**Page extract**
## begin

If you want something that will survive a first time driver, the Traxxas Rustler or Stampede are probably the best choices. They are nearly bullet proof right out of the box unlike the T4 and XXXT. 

If you go with the T4 or XXXT, stock up immediately on front arms, shock towers, front bulkheads, etc...

My oldest is 6 and he races oval Legends with me. You'd be supprised at how fast the video game generation picks up on r/c.


----------



## T0X!K66O (Jul 9, 2007)

*a great starter car*

you should get him a tamiya tt01. i am on my first car and being a novice i must say the car is very easy to handle. i had my 12 year old little brother build it for me and he built it in 4 hours. i built my second one in 2. very easy to assemble. you can get one with any body you want for 80 bucks and then get him a futaba controller. stock i spent about 150 on mine and it is great. like i said im very new to the rc scene and i dropped a 17 turn in mine, the stock esc and servos. aluminum driveshaft, tierod steering kit, harder springs, and tires. and spent maybe 50 dollars on all of those upgrades. its a very sturdy car. hard to break parts. i had the 17 turn in it with the stock driveshaft/steering etc. and it flies. havent broken a part on it yet. and i have crashed it many times WITHOUT the urethane bumper. like i said i am very new to the rc world yet easily impress many with my tt01. a very great nivice car with great potential for competition tuneing


----------



## T0X!K66O (Jul 9, 2007)

## end

**Problems and tasks**
1. Name every RC car model mentioned in the RC car forum thread.
2. Reproduce word for word the passage of the RC car forum thread starting at "If you want" and ending at "front bulkheads, etc...".

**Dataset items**
## begin

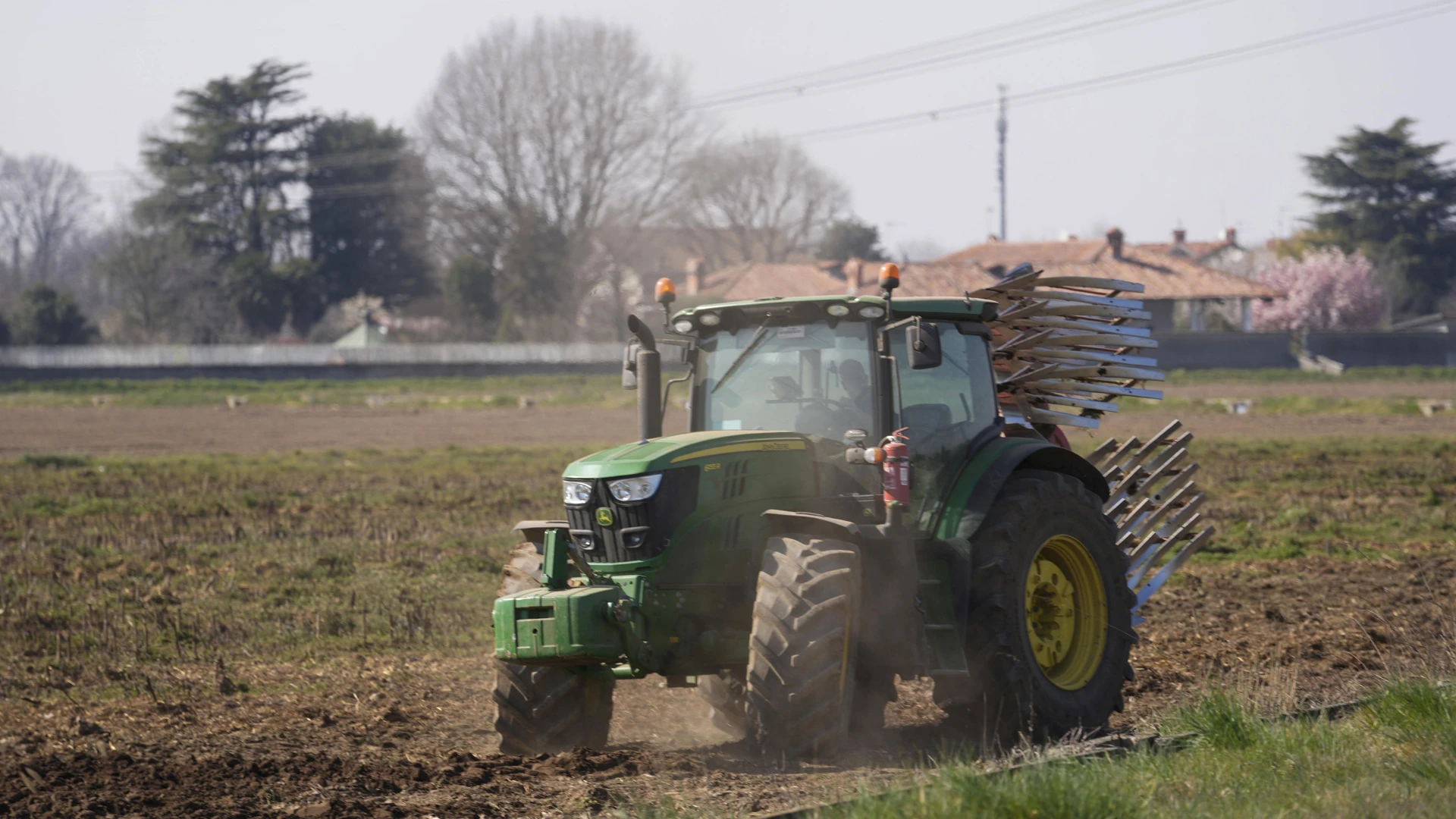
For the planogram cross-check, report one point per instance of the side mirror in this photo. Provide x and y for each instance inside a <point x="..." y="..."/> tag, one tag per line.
<point x="629" y="366"/>
<point x="924" y="341"/>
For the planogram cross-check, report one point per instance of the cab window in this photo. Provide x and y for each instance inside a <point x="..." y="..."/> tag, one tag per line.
<point x="943" y="410"/>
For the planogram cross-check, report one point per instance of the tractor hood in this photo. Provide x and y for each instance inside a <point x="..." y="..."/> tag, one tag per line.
<point x="680" y="450"/>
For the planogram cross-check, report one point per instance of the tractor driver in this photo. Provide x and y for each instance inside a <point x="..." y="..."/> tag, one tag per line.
<point x="856" y="409"/>
<point x="855" y="381"/>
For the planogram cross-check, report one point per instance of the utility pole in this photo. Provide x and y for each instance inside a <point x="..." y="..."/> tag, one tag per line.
<point x="1001" y="153"/>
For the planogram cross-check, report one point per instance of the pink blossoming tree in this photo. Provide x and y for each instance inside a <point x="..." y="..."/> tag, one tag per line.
<point x="1324" y="290"/>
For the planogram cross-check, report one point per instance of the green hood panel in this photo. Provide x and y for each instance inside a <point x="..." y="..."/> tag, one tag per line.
<point x="679" y="450"/>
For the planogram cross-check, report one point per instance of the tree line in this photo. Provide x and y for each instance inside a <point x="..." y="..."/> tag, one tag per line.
<point x="557" y="167"/>
<point x="555" y="171"/>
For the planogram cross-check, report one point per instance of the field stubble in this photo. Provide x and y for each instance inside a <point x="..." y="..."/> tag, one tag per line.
<point x="293" y="630"/>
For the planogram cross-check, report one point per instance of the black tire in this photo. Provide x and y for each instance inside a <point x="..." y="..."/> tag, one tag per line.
<point x="726" y="694"/>
<point x="801" y="656"/>
<point x="546" y="708"/>
<point x="1008" y="692"/>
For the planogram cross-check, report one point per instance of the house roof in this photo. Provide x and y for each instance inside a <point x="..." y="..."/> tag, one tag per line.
<point x="1194" y="249"/>
<point x="1163" y="275"/>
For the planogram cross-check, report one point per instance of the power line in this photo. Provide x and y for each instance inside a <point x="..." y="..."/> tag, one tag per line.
<point x="1078" y="88"/>
<point x="921" y="50"/>
<point x="861" y="74"/>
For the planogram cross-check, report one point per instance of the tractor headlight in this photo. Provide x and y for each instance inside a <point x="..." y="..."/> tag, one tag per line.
<point x="576" y="493"/>
<point x="635" y="488"/>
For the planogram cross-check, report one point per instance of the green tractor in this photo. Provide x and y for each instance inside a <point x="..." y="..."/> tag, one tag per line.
<point x="870" y="487"/>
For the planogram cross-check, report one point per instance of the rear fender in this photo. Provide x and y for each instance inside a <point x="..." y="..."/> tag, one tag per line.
<point x="783" y="522"/>
<point x="974" y="491"/>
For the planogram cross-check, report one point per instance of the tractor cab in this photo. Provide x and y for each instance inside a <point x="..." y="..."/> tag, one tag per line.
<point x="852" y="372"/>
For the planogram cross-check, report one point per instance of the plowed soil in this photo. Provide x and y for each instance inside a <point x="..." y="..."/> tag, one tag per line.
<point x="413" y="738"/>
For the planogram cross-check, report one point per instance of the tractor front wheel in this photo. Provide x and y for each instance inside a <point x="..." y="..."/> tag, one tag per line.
<point x="1050" y="623"/>
<point x="548" y="708"/>
<point x="802" y="651"/>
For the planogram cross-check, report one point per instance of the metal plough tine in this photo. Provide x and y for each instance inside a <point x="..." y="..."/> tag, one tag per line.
<point x="1147" y="528"/>
<point x="1164" y="548"/>
<point x="1152" y="586"/>
<point x="1165" y="469"/>
<point x="1175" y="484"/>
<point x="1175" y="531"/>
<point x="1158" y="439"/>
<point x="1117" y="507"/>
<point x="1156" y="541"/>
<point x="1120" y="452"/>
<point x="1136" y="474"/>
<point x="1097" y="455"/>
<point x="1172" y="452"/>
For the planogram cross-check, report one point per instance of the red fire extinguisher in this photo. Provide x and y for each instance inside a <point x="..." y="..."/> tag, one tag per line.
<point x="897" y="468"/>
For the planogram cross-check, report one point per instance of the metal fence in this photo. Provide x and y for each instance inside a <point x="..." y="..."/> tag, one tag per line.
<point x="1177" y="350"/>
<point x="300" y="360"/>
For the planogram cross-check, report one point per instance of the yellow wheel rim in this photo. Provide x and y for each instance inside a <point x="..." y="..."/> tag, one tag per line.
<point x="1066" y="613"/>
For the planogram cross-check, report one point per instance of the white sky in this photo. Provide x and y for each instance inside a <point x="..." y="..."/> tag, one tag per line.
<point x="1207" y="149"/>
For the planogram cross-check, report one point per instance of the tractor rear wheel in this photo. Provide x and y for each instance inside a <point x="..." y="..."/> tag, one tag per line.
<point x="1050" y="614"/>
<point x="801" y="654"/>
<point x="546" y="708"/>
<point x="724" y="694"/>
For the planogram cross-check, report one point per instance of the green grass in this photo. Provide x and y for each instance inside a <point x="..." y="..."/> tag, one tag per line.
<point x="411" y="392"/>
<point x="1416" y="373"/>
<point x="604" y="391"/>
<point x="1335" y="497"/>
<point x="114" y="566"/>
<point x="1394" y="758"/>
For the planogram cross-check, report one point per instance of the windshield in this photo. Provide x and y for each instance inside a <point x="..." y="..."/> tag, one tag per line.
<point x="800" y="378"/>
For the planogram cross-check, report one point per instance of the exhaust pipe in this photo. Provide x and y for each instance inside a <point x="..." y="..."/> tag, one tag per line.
<point x="650" y="381"/>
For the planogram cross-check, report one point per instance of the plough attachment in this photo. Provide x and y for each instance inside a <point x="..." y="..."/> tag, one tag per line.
<point x="1155" y="506"/>
<point x="1069" y="343"/>
<point x="1074" y="344"/>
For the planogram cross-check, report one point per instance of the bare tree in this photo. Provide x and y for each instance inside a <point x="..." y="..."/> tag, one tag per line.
<point x="42" y="206"/>
<point x="566" y="121"/>
<point x="161" y="289"/>
<point x="759" y="199"/>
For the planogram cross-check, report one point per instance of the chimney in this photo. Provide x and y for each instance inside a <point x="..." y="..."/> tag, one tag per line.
<point x="1114" y="240"/>
<point x="695" y="275"/>
<point x="852" y="273"/>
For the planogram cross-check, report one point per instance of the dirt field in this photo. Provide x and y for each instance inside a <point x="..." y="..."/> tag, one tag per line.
<point x="408" y="735"/>
<point x="413" y="739"/>
<point x="120" y="430"/>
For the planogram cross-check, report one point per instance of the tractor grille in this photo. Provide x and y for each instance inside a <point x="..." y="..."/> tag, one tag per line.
<point x="638" y="531"/>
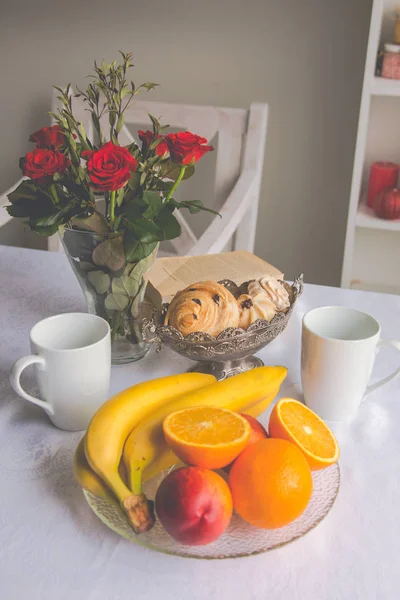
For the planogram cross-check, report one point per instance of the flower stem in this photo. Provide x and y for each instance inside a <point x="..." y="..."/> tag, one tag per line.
<point x="177" y="182"/>
<point x="53" y="192"/>
<point x="112" y="208"/>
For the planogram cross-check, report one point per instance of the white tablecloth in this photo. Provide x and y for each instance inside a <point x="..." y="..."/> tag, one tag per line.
<point x="52" y="547"/>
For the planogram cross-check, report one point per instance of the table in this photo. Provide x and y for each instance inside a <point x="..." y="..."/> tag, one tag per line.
<point x="52" y="547"/>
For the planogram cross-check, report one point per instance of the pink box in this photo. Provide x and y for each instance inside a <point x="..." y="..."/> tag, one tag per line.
<point x="391" y="65"/>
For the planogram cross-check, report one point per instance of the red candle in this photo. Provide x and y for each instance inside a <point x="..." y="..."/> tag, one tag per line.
<point x="382" y="175"/>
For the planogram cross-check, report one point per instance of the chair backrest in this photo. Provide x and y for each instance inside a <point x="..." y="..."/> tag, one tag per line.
<point x="241" y="137"/>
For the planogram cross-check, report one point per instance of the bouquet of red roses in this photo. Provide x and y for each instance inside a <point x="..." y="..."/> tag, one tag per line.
<point x="67" y="171"/>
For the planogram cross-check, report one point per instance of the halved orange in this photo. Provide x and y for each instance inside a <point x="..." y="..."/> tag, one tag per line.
<point x="206" y="436"/>
<point x="292" y="421"/>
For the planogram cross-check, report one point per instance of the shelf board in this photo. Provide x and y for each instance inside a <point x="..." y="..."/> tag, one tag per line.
<point x="381" y="86"/>
<point x="367" y="218"/>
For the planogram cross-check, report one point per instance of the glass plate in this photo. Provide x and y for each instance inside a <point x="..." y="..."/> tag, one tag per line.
<point x="240" y="539"/>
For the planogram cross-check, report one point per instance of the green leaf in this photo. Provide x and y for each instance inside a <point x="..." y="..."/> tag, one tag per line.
<point x="164" y="186"/>
<point x="154" y="204"/>
<point x="120" y="196"/>
<point x="57" y="218"/>
<point x="110" y="253"/>
<point x="136" y="304"/>
<point x="46" y="231"/>
<point x="134" y="181"/>
<point x="126" y="285"/>
<point x="26" y="190"/>
<point x="99" y="280"/>
<point x="168" y="223"/>
<point x="86" y="266"/>
<point x="116" y="301"/>
<point x="96" y="222"/>
<point x="120" y="123"/>
<point x="135" y="249"/>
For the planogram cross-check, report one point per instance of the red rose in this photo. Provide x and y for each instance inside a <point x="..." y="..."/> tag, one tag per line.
<point x="48" y="137"/>
<point x="43" y="163"/>
<point x="110" y="167"/>
<point x="148" y="136"/>
<point x="186" y="148"/>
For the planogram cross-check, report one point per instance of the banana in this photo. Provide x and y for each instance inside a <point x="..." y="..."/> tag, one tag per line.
<point x="88" y="479"/>
<point x="91" y="482"/>
<point x="110" y="426"/>
<point x="146" y="442"/>
<point x="166" y="458"/>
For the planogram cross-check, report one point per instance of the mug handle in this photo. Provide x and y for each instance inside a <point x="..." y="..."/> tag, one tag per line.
<point x="15" y="375"/>
<point x="374" y="386"/>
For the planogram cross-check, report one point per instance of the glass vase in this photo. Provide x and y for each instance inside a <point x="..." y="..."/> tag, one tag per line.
<point x="114" y="289"/>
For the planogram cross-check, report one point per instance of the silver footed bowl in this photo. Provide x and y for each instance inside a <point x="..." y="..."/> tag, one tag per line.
<point x="232" y="351"/>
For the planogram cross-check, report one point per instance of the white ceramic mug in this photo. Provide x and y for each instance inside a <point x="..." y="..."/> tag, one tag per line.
<point x="72" y="357"/>
<point x="338" y="352"/>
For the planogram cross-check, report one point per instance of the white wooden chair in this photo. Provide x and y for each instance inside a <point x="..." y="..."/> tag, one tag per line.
<point x="239" y="162"/>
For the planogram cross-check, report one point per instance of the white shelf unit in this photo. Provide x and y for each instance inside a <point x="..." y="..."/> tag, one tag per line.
<point x="372" y="248"/>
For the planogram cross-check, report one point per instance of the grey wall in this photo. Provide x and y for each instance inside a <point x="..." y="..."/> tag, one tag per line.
<point x="305" y="59"/>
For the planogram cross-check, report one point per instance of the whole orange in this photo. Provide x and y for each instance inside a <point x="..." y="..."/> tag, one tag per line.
<point x="271" y="483"/>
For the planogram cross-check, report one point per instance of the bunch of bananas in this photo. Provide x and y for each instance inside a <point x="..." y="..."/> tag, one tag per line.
<point x="124" y="445"/>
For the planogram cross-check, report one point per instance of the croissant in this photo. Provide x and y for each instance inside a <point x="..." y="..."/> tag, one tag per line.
<point x="255" y="305"/>
<point x="276" y="292"/>
<point x="206" y="306"/>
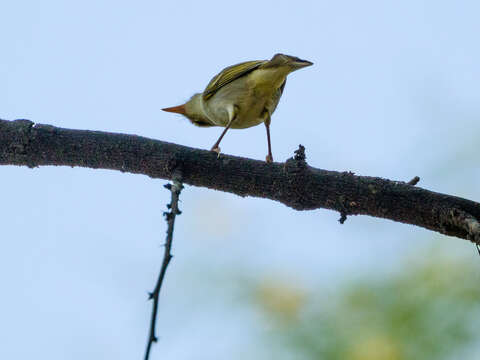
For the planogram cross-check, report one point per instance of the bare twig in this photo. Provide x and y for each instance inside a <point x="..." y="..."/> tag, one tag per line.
<point x="414" y="181"/>
<point x="293" y="183"/>
<point x="175" y="189"/>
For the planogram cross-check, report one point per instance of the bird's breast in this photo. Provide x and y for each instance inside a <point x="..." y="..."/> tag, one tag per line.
<point x="250" y="95"/>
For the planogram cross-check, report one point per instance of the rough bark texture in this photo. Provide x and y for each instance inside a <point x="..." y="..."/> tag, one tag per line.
<point x="292" y="183"/>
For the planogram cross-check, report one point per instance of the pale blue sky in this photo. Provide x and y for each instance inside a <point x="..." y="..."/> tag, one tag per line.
<point x="393" y="93"/>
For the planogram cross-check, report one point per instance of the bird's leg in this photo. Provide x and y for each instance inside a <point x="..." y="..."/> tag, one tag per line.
<point x="269" y="157"/>
<point x="233" y="116"/>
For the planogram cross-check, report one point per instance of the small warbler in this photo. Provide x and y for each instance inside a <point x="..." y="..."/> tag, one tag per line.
<point x="241" y="96"/>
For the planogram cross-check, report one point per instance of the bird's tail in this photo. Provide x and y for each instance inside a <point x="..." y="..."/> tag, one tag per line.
<point x="180" y="109"/>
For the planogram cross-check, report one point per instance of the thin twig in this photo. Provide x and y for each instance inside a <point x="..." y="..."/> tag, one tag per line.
<point x="175" y="189"/>
<point x="293" y="183"/>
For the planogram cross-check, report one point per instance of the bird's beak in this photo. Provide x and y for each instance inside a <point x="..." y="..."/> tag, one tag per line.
<point x="299" y="63"/>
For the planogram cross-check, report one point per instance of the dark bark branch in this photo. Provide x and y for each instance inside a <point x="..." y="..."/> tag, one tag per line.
<point x="292" y="183"/>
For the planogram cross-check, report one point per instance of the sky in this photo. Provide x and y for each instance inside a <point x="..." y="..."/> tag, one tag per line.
<point x="393" y="93"/>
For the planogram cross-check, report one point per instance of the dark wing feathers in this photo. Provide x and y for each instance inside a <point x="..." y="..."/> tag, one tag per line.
<point x="230" y="74"/>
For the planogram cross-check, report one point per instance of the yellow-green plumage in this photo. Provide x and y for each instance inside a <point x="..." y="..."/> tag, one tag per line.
<point x="242" y="95"/>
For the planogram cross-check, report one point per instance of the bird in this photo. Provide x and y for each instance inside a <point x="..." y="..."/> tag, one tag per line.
<point x="241" y="96"/>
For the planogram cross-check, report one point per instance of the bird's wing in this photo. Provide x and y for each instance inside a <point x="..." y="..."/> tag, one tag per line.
<point x="230" y="74"/>
<point x="276" y="98"/>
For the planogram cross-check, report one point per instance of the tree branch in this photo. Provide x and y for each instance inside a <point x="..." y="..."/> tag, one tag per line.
<point x="292" y="183"/>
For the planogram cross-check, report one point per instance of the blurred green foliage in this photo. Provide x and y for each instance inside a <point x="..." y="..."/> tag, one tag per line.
<point x="428" y="309"/>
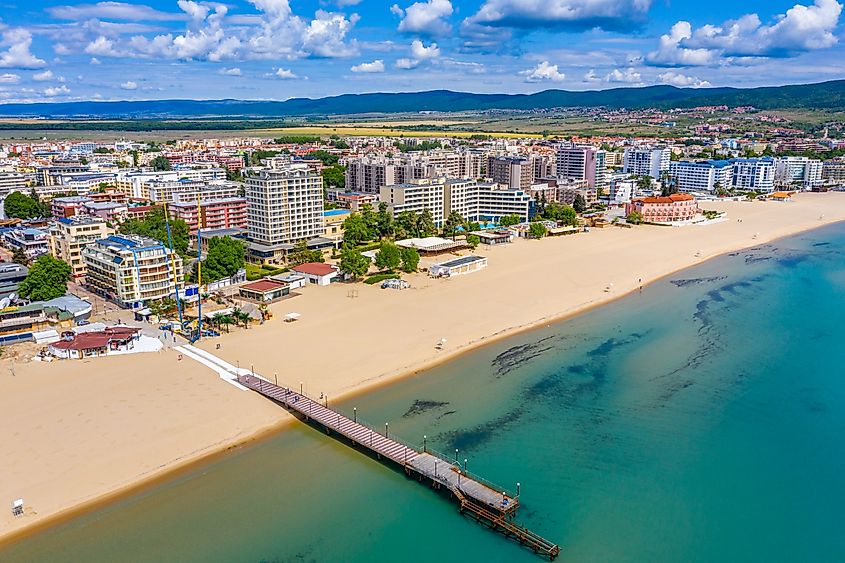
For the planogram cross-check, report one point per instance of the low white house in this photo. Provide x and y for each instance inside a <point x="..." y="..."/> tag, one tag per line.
<point x="458" y="266"/>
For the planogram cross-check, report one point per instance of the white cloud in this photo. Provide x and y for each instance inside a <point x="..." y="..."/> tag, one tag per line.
<point x="112" y="11"/>
<point x="43" y="76"/>
<point x="18" y="55"/>
<point x="426" y="18"/>
<point x="802" y="28"/>
<point x="543" y="72"/>
<point x="422" y="53"/>
<point x="56" y="91"/>
<point x="274" y="33"/>
<point x="682" y="80"/>
<point x="375" y="66"/>
<point x="406" y="63"/>
<point x="670" y="52"/>
<point x="616" y="15"/>
<point x="628" y="76"/>
<point x="284" y="74"/>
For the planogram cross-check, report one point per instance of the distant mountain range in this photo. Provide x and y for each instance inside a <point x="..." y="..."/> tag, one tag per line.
<point x="825" y="95"/>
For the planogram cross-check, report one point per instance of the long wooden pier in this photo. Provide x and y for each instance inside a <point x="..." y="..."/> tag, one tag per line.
<point x="488" y="504"/>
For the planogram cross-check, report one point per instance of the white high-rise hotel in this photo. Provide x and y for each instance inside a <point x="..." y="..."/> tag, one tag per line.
<point x="646" y="161"/>
<point x="284" y="207"/>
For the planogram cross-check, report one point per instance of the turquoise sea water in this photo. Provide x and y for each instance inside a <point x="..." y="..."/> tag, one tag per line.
<point x="699" y="420"/>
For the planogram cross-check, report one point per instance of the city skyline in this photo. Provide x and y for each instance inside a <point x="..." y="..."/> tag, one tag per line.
<point x="274" y="49"/>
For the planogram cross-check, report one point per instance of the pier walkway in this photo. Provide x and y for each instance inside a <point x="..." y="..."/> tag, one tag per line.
<point x="489" y="504"/>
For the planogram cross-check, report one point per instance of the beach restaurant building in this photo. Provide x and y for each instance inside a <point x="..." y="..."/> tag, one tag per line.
<point x="669" y="209"/>
<point x="92" y="344"/>
<point x="458" y="266"/>
<point x="264" y="291"/>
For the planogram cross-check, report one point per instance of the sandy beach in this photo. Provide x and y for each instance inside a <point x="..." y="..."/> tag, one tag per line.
<point x="75" y="431"/>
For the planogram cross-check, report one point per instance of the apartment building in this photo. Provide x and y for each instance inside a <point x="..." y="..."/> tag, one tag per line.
<point x="132" y="270"/>
<point x="70" y="235"/>
<point x="582" y="163"/>
<point x="283" y="207"/>
<point x="798" y="171"/>
<point x="753" y="174"/>
<point x="486" y="202"/>
<point x="416" y="197"/>
<point x="833" y="171"/>
<point x="226" y="213"/>
<point x="514" y="172"/>
<point x="646" y="161"/>
<point x="704" y="177"/>
<point x="11" y="182"/>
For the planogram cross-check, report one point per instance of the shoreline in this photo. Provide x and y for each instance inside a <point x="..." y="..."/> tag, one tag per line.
<point x="356" y="388"/>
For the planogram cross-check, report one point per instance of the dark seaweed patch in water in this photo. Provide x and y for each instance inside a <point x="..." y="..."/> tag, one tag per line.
<point x="420" y="406"/>
<point x="697" y="281"/>
<point x="465" y="440"/>
<point x="518" y="356"/>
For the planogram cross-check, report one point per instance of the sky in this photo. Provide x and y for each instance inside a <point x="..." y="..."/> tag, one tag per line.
<point x="279" y="49"/>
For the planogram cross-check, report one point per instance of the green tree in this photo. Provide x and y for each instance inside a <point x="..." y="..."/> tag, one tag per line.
<point x="635" y="217"/>
<point x="355" y="230"/>
<point x="568" y="216"/>
<point x="388" y="257"/>
<point x="20" y="257"/>
<point x="353" y="262"/>
<point x="21" y="206"/>
<point x="327" y="158"/>
<point x="160" y="163"/>
<point x="425" y="224"/>
<point x="154" y="226"/>
<point x="537" y="230"/>
<point x="302" y="254"/>
<point x="334" y="176"/>
<point x="410" y="259"/>
<point x="47" y="279"/>
<point x="580" y="204"/>
<point x="224" y="258"/>
<point x="452" y="222"/>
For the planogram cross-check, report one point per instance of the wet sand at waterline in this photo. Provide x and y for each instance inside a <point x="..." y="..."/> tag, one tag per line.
<point x="74" y="431"/>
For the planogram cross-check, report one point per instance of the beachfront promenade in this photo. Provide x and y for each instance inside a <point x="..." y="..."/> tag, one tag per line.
<point x="487" y="503"/>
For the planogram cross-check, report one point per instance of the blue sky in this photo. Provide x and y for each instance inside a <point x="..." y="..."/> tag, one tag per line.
<point x="277" y="49"/>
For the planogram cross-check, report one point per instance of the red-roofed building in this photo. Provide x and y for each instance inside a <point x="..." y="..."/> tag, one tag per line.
<point x="318" y="273"/>
<point x="665" y="209"/>
<point x="92" y="344"/>
<point x="264" y="291"/>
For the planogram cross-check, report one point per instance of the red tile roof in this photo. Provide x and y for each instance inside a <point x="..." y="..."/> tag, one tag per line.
<point x="315" y="269"/>
<point x="263" y="286"/>
<point x="92" y="340"/>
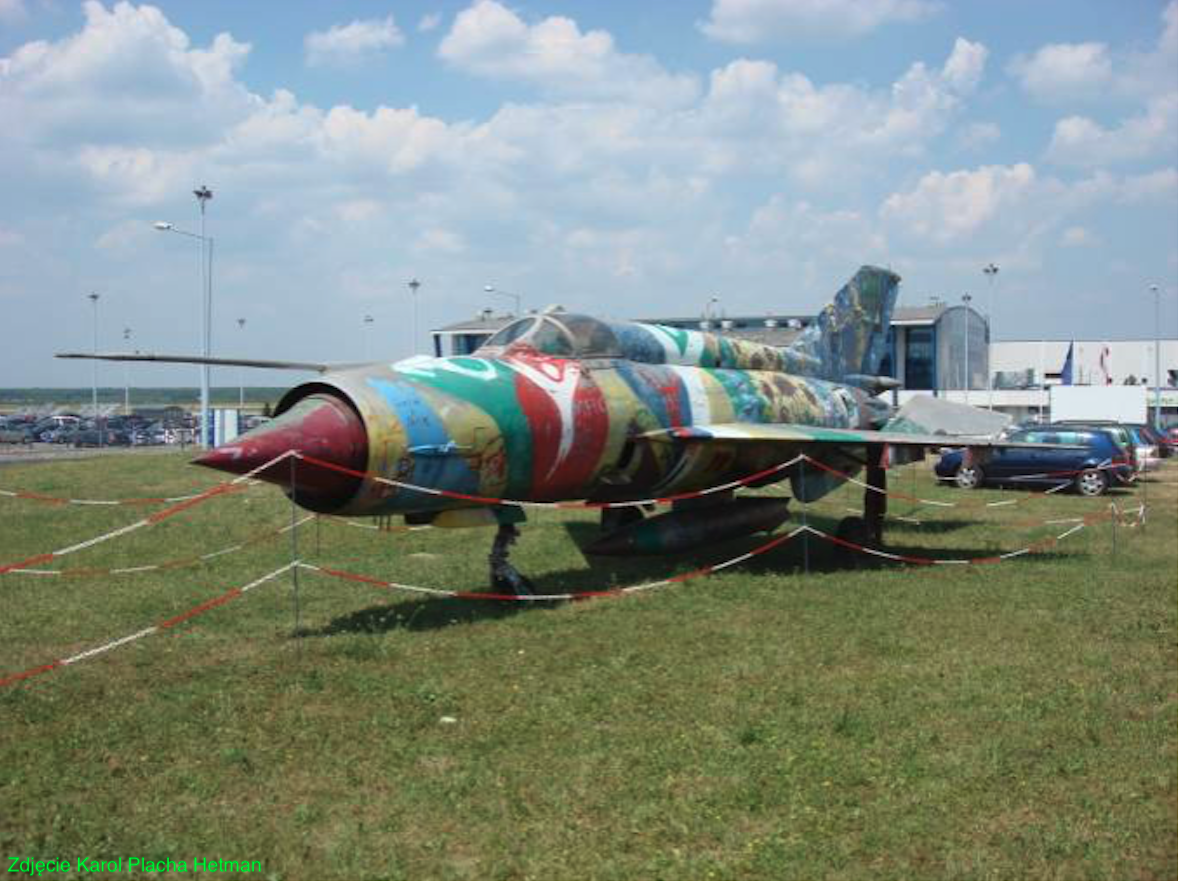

## end

**Solutions to the exercise**
1.
Traxxas Rustler
Stampede
T4
XXXT
tamiya tt01

2.
If you want something that will survive a first time driver, the Traxxas Rustler or Stampede are probably the best choices. They are nearly bullet proof right out of the box unlike the T4 and XXXT. 

If you go with the T4 or XXXT, stock up immediately on front arms, shock towers, front bulkheads, etc...